╭──

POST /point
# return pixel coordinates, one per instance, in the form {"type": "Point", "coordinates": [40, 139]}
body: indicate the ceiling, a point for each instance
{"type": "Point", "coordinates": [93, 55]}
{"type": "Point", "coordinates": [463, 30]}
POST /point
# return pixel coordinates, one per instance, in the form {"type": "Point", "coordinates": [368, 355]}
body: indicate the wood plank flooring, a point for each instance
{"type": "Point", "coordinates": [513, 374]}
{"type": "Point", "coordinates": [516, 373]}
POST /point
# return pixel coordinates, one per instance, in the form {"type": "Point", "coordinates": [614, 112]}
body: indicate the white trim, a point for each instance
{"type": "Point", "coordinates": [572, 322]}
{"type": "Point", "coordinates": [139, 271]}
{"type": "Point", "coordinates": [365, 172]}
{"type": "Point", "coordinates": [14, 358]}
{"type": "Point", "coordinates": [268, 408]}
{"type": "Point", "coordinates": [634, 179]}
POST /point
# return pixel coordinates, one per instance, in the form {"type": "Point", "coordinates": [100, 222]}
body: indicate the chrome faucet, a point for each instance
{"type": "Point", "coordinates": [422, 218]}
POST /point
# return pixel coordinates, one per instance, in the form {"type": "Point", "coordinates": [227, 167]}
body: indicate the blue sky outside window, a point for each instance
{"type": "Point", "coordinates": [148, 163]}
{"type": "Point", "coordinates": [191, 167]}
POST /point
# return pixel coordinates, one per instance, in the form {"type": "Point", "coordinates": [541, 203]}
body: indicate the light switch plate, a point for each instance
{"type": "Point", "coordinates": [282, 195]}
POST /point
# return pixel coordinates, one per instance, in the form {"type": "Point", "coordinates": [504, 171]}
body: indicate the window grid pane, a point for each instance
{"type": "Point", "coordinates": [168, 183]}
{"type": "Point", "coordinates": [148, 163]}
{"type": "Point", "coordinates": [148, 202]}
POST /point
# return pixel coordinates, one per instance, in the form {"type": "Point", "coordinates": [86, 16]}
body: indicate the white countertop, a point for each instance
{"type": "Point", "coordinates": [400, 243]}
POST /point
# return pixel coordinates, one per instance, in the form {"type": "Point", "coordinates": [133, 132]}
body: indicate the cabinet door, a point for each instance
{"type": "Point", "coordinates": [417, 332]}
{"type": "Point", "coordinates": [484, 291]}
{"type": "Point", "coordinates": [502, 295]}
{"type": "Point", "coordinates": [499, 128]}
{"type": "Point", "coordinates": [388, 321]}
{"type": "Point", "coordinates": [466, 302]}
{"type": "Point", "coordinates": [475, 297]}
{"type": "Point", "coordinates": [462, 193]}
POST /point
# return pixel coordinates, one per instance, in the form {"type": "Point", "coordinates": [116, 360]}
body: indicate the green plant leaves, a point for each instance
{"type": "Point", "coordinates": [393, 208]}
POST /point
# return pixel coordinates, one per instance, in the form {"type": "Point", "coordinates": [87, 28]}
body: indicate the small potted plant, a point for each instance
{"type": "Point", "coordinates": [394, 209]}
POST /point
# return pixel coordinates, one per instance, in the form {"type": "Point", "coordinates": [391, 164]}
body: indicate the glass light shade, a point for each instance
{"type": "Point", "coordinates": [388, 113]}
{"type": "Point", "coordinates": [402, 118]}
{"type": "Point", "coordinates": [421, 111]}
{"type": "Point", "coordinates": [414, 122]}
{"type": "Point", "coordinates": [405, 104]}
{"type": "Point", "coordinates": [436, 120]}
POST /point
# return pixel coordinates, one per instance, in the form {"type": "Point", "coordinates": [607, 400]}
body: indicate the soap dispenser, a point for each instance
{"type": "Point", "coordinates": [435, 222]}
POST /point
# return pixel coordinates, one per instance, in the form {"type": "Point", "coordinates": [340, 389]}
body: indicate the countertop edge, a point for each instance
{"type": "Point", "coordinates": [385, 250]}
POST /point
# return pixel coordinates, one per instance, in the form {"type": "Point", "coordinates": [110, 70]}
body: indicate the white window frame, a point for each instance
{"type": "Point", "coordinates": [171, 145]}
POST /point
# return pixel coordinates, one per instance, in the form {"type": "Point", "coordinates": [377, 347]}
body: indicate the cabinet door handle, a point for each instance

╰──

* [Given request]:
Each entry above needs to be retyped exactly.

* [Response]:
POST /point
# return pixel coordinates, one per instance, in the form {"type": "Point", "coordinates": [40, 139]}
body: indicate the ceiling, a point for each instance
{"type": "Point", "coordinates": [93, 55]}
{"type": "Point", "coordinates": [463, 30]}
POST /point
# return pixel coordinates, one per instance, in the form {"type": "Point", "coordinates": [368, 355]}
body: indicate the wood plank flooring, a point for each instance
{"type": "Point", "coordinates": [513, 374]}
{"type": "Point", "coordinates": [516, 373]}
POST /point
# return pixel coordinates, one per instance, in the form {"type": "Point", "coordinates": [614, 112]}
body: indicate the white trim, a point for each instance
{"type": "Point", "coordinates": [572, 322]}
{"type": "Point", "coordinates": [139, 271]}
{"type": "Point", "coordinates": [365, 172]}
{"type": "Point", "coordinates": [14, 358]}
{"type": "Point", "coordinates": [268, 408]}
{"type": "Point", "coordinates": [634, 179]}
POST /point
# return pixel coordinates, one per instance, in the form {"type": "Point", "coordinates": [100, 222]}
body: indicate the chrome faucet, a point for each instance
{"type": "Point", "coordinates": [422, 218]}
POST /point
# return pixel coordinates, one per instance, in the form {"type": "Point", "coordinates": [227, 167]}
body: indicate the blue sky outside window, a point for each instance
{"type": "Point", "coordinates": [148, 163]}
{"type": "Point", "coordinates": [191, 167]}
POST /point
# return pixel coordinates, one per instance, in the form {"type": "Point", "coordinates": [541, 203]}
body: indicate the light switch plate, a point for each instance
{"type": "Point", "coordinates": [282, 195]}
POST /point
# return pixel coordinates, one per instance, in the form {"type": "Point", "coordinates": [504, 171]}
body: indicate the window grid pane, a point for each instance
{"type": "Point", "coordinates": [168, 183]}
{"type": "Point", "coordinates": [148, 163]}
{"type": "Point", "coordinates": [148, 202]}
POST /point
# return pixel coordinates, one per instance, in the form {"type": "Point", "coordinates": [86, 16]}
body: indicate the white countertop, a point for each instance
{"type": "Point", "coordinates": [400, 243]}
POST /point
# return pixel coordinates, one per instance, in the form {"type": "Point", "coordinates": [133, 132]}
body: indicate the cabinet door, a point for each instance
{"type": "Point", "coordinates": [417, 332]}
{"type": "Point", "coordinates": [484, 291]}
{"type": "Point", "coordinates": [502, 295]}
{"type": "Point", "coordinates": [499, 128]}
{"type": "Point", "coordinates": [388, 321]}
{"type": "Point", "coordinates": [466, 302]}
{"type": "Point", "coordinates": [475, 297]}
{"type": "Point", "coordinates": [462, 193]}
POST /point
# return pixel coordinates, one per instance, in the form {"type": "Point", "coordinates": [116, 360]}
body: indicate the green plant leaves, a point for each instance
{"type": "Point", "coordinates": [393, 208]}
POST /point
# return pixel coordinates, one per instance, in the form {"type": "Point", "coordinates": [87, 28]}
body: indicate the small potted plant, a point for each instance
{"type": "Point", "coordinates": [394, 209]}
POST /point
# return pixel coordinates, one per instance, in the form {"type": "Point", "coordinates": [391, 164]}
body: indicate the glass light shade, a point for each instance
{"type": "Point", "coordinates": [388, 113]}
{"type": "Point", "coordinates": [402, 118]}
{"type": "Point", "coordinates": [421, 111]}
{"type": "Point", "coordinates": [414, 122]}
{"type": "Point", "coordinates": [405, 104]}
{"type": "Point", "coordinates": [436, 120]}
POST /point
# return pixel coordinates, one per instance, in the form {"type": "Point", "coordinates": [607, 400]}
body: indicate the soap dispenser, a point for each instance
{"type": "Point", "coordinates": [435, 222]}
POST /point
# return pixel coordinates, one per instance, in the form {"type": "Point", "coordinates": [340, 389]}
body: indicate the countertop edge, a point for each instance
{"type": "Point", "coordinates": [385, 250]}
POST /point
# return pixel coordinates, one per instance, in the form {"type": "Point", "coordinates": [110, 70]}
body: indicate the white window frame, a point for each instance
{"type": "Point", "coordinates": [171, 145]}
POST /point
# return pixel coordinates, one per instance, in the form {"type": "Point", "coordinates": [377, 347]}
body: indicate the cabinet door handle, a point for each instance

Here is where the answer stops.